(Outline labeling records)
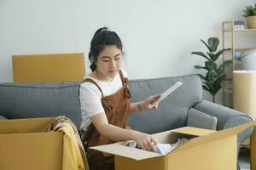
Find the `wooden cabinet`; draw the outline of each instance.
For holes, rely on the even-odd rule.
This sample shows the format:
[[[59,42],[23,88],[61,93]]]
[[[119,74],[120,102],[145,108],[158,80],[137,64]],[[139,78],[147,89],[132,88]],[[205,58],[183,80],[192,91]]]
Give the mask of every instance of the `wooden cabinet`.
[[[235,30],[234,20],[222,22],[222,44],[224,48],[230,48],[231,50],[223,54],[223,62],[231,60],[232,65],[225,69],[227,78],[223,84],[223,104],[233,108],[233,71],[241,69],[241,61],[236,59],[236,54],[243,51],[255,48],[256,41],[248,42],[256,36],[256,29]],[[255,38],[254,38],[255,39]]]

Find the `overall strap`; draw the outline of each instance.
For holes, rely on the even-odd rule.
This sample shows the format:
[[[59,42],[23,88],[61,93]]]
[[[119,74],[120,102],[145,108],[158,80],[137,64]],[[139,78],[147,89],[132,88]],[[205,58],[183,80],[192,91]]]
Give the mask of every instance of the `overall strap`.
[[[99,85],[96,82],[94,82],[94,80],[92,80],[91,78],[85,78],[82,82],[91,82],[94,85],[96,85],[98,88],[98,89],[100,90],[102,96],[103,97],[103,93],[102,93],[102,88],[99,87]]]
[[[122,84],[123,84],[123,86],[125,86],[125,83],[126,83],[126,81],[125,80],[125,76],[124,76],[124,74],[123,74],[121,69],[119,70],[119,76],[120,76],[120,78],[121,78],[121,81],[122,81]]]

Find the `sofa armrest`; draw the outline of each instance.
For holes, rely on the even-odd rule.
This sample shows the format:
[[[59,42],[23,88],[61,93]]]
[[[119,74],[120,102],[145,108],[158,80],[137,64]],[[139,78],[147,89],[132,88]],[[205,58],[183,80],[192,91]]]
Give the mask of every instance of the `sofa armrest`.
[[[194,105],[193,108],[217,117],[217,130],[236,127],[237,125],[253,121],[250,116],[242,112],[207,100],[202,100],[201,102]],[[241,142],[247,138],[250,137],[253,131],[253,128],[250,128],[238,133],[237,151],[239,151]]]

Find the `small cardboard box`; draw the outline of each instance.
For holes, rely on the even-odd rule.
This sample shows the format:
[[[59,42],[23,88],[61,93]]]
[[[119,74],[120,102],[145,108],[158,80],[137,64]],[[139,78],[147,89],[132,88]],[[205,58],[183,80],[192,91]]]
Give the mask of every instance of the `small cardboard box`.
[[[62,169],[64,133],[44,132],[54,119],[0,121],[0,169]]]
[[[217,132],[186,127],[154,134],[160,143],[173,143],[183,137],[191,139],[166,156],[127,147],[126,142],[90,149],[113,154],[116,170],[235,170],[236,134],[253,125],[249,122]]]

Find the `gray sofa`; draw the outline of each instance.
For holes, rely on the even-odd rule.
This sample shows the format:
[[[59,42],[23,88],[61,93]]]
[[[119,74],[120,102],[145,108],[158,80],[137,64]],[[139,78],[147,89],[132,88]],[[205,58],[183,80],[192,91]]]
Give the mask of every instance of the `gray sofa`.
[[[252,122],[252,119],[243,113],[204,100],[201,82],[195,75],[131,80],[129,86],[131,101],[139,101],[149,95],[160,94],[177,81],[184,83],[161,101],[157,110],[143,111],[130,116],[129,124],[133,129],[154,133],[188,126],[189,116],[194,116],[193,114],[192,116],[189,114],[192,108],[194,110],[216,117],[217,130]],[[81,111],[79,88],[79,82],[77,82],[0,83],[0,115],[2,115],[0,118],[17,119],[65,115],[79,128]],[[253,128],[249,128],[239,133],[238,150],[241,143],[252,133]]]

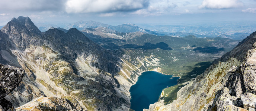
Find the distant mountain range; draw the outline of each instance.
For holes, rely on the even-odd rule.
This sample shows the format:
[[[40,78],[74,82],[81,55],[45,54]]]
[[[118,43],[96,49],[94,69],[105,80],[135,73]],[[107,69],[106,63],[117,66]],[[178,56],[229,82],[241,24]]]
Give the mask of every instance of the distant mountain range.
[[[57,25],[54,24],[37,24],[38,28],[42,32],[45,31],[52,27],[55,28]],[[105,27],[118,32],[134,33],[139,31],[144,33],[160,36],[168,36],[172,37],[183,37],[193,35],[198,37],[217,37],[235,40],[242,40],[248,36],[256,28],[255,26],[231,27],[226,27],[214,26],[192,26],[179,25],[141,25],[144,28],[139,27],[134,24],[123,24],[117,26],[112,26],[93,21],[80,21],[73,24],[65,25],[62,27],[65,30],[75,28],[79,30],[83,30],[87,28],[96,28]],[[223,27],[225,27],[225,26]],[[249,27],[245,28],[244,27]]]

YOUR OBJECTIVE:
Copy the material shown above in full and exactly. Skip the pictures.

SOLUTION:
Find the `wooden cabinet`; draw the outline of each instance.
For holes, rely on the even-odd rule.
This sample shows the format:
[[[59,42],[23,88],[61,93]]]
[[[119,74],[120,102],[145,108],[158,80],[137,64]],[[139,78],[147,89],[132,88]],[[205,58],[183,80],[192,91]]]
Give the mask of every instance of the `wooden cabinet`.
[[[235,30],[234,20],[222,22],[222,44],[224,48],[230,48],[231,50],[223,54],[223,62],[231,60],[232,65],[225,69],[227,78],[223,84],[223,104],[233,108],[233,71],[241,69],[241,61],[236,59],[236,54],[243,51],[255,48],[256,41],[248,42],[256,36],[256,29]],[[255,38],[254,38],[255,39]]]

Find the `overall strap`; draw the outline of each instance.
For holes, rely on the even-odd rule.
This sample shows the format:
[[[59,42],[23,88],[61,93]]]
[[[119,74],[120,102],[145,108],[158,80],[137,64]],[[139,78],[147,89],[132,88]],[[205,58],[183,80],[192,91]]]
Give the mask of every instance of the `overall strap`.
[[[99,85],[96,82],[94,82],[94,80],[92,80],[91,78],[85,78],[82,82],[91,82],[94,85],[96,85],[98,88],[98,89],[100,90],[102,96],[103,97],[103,93],[102,93],[102,88],[99,87]]]
[[[122,84],[123,84],[123,86],[125,86],[125,83],[126,83],[126,81],[125,80],[125,76],[124,76],[124,74],[123,74],[121,69],[119,70],[119,76],[120,76],[120,78],[121,78],[121,81],[122,81]]]

Find the `sofa armrest`; draw the outline of each instance.
For holes, rely on the even-odd rule.
This sample shows the format:
[[[59,42],[23,88],[61,93]]]
[[[119,74],[120,102],[145,108],[158,80],[137,64]],[[139,78],[147,89],[132,88]],[[205,58],[183,80],[192,91]]]
Give the mask of every instance of the `sofa armrest`.
[[[194,105],[193,108],[217,117],[217,130],[236,127],[237,125],[253,121],[250,116],[242,112],[207,100],[202,100],[201,102]],[[241,142],[247,138],[250,137],[253,131],[253,128],[250,128],[238,133],[237,151],[239,151]]]

Find the `small cardboard box`; draw the outline of each instance.
For holes, rely on the even-odd rule.
This sample shows the format:
[[[59,42],[23,88],[61,93]]]
[[[119,74],[120,102],[145,108],[158,80],[137,64]],[[139,78],[147,89],[132,88]],[[205,58],[183,80],[192,91]]]
Give the mask of every instance of the `small cardboard box`.
[[[62,169],[64,133],[44,132],[54,119],[0,121],[0,169]]]
[[[217,132],[186,127],[154,134],[160,143],[173,143],[183,137],[191,139],[166,156],[127,147],[126,142],[90,149],[113,154],[116,170],[235,170],[236,134],[253,125],[249,122]]]

Find the `gray sofa`; draw the outline of each instance.
For holes, rely on the even-odd rule.
This sample shows the format:
[[[59,42],[23,88],[61,93]]]
[[[119,74],[120,102],[145,108],[158,80],[137,64]],[[139,78],[147,89],[132,88]],[[205,58],[183,80],[192,91]]]
Give the mask of every instance of the `gray sofa`.
[[[252,122],[252,119],[243,113],[204,100],[201,82],[195,75],[131,80],[129,86],[131,101],[139,101],[149,95],[160,94],[177,81],[184,83],[161,101],[157,110],[143,111],[130,116],[129,124],[133,129],[154,133],[188,126],[189,116],[194,116],[193,114],[192,116],[189,114],[192,108],[194,110],[216,117],[217,130]],[[81,111],[79,88],[79,82],[77,82],[0,83],[0,115],[2,115],[0,118],[17,119],[65,115],[79,128]],[[253,128],[249,128],[239,133],[238,150],[241,143],[252,133]]]

Find the distant mountain range; draw the outline of each instance.
For holes, rely on the even-odd rule.
This sample shows the format:
[[[40,78],[74,82],[81,55],[45,54]]]
[[[118,43],[96,49],[94,69],[105,80],[135,73]],[[107,69],[106,63],[117,66]],[[178,56],[229,82],[241,24]]]
Give the mask of every instance of the distant mountain range.
[[[57,25],[54,24],[37,24],[38,28],[42,32],[45,31],[52,27],[55,28]],[[105,27],[118,32],[134,33],[139,31],[144,33],[160,36],[168,36],[172,37],[183,37],[193,35],[198,37],[217,37],[235,40],[242,40],[248,36],[256,28],[255,26],[231,27],[226,27],[214,26],[192,26],[179,25],[141,25],[144,28],[139,27],[134,24],[123,24],[117,26],[112,26],[93,21],[80,21],[73,24],[65,25],[62,27],[65,30],[75,28],[79,30],[83,30],[87,28],[96,28]],[[223,27],[225,27],[225,26]],[[249,27],[245,28],[244,27]]]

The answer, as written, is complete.